**Source passage:**
Create a Foreign Table for PostgreSQL CSV Logs

PG Doc comments form
The following documentation comment has been logged on the website:

Page: https://www.postgresql.org/docs/12/runtime-config-logging.html
Description:

There is some imperfection  in PostgreSQL doc. There are two section in
documentation how to import PostgreSQL log into sql space and both not
complete. One of them is:
https://www.postgresql.org/docs/current/file-fdw.html
Example F.1. Create a Foreign Table for PostgreSQL CSV Logs
Here is described how to config file-fdw to get access to the PostgreSQL
logs, but there is not description or a link how to config PostgreSQL log
for this.

Other section is:
https://www.postgresql.org/docs/12/runtime-config-logging.html#RUNTIME-CONFIG-LOGGING-CSVLOG
19.8.4. Using CSV-Format Log Output
Here is described how to configure PostgreSQL log to import it into
previously created ordinary table by COPY command. May be this configuration
is compatible with "Example F.1. Create a Foreign Table for PostgreSQL CSV
Logs", but this method is not mentioned.

My idea to improve documentation by adding cross link: to section «Example
F.1. Create a Foreign Table for PostgreSQL CSV Logs» add link to «19.8.4.
Using CSV-Format Log Output» as example of log configuration and to section
«19.8.4. Using CSV-Format Log Output» add link to «Example F.1. Create a
Foreign Table for PostgreSQL CSV Logs» as one more example how PostgreSQL
logs can be imported inside PostgreSQL.
Reply | Threaded
Open this post in threaded view
|

Re: Create a Foreign Table for PostgreSQL CSV Logs

Bruce Momjian
On Fri, Aug 21, 2020 at 09:25:20AM +0000, PG Doc comments form wrote:

> The following documentation comment has been logged on the website:
>
> Page: https://www.postgresql.org/docs/12/runtime-config-logging.html
> Description:
>
> There is some imperfection  in PostgreSQL doc. There are two section in
> documentation how to import PostgreSQL log into sql space and both not
> complete. One of them is:
> https://www.postgresql.org/docs/current/file-fdw.html
> Example F.1. Create a Foreign Table for PostgreSQL CSV Logs
> Here is described how to config file-fdw to get access to the PostgreSQL
> logs, but there is not description or a link how to config PostgreSQL log
> for this.

**Given request A:**
According to the thread, which command does section 19.8.4 use to import the PostgreSQL log into a previously created ordinary table?
**Given request B:**
Duplicate the part of the thread that opens with the words containing "My idea to improve" and closes with "imported inside PostgreSQL.".

**Information supplied:**
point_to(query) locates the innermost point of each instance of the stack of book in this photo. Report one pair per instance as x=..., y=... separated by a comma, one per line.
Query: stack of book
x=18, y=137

**Answer A:**
The COPY command.

**Answer B:**
My idea to improve documentation by adding cross link: to section «Example
F.1. Create a Foreign Table for PostgreSQL CSV Logs» add link to «19.8.4.
Using CSV-Format Log Output» as example of log configuration and to section
«19.8.4. Using CSV-Format Log Output» add link to «Example F.1. Create a
Foreign Table for PostgreSQL CSV Logs» as one more example how PostgreSQL
logs can be imported inside PostgreSQL.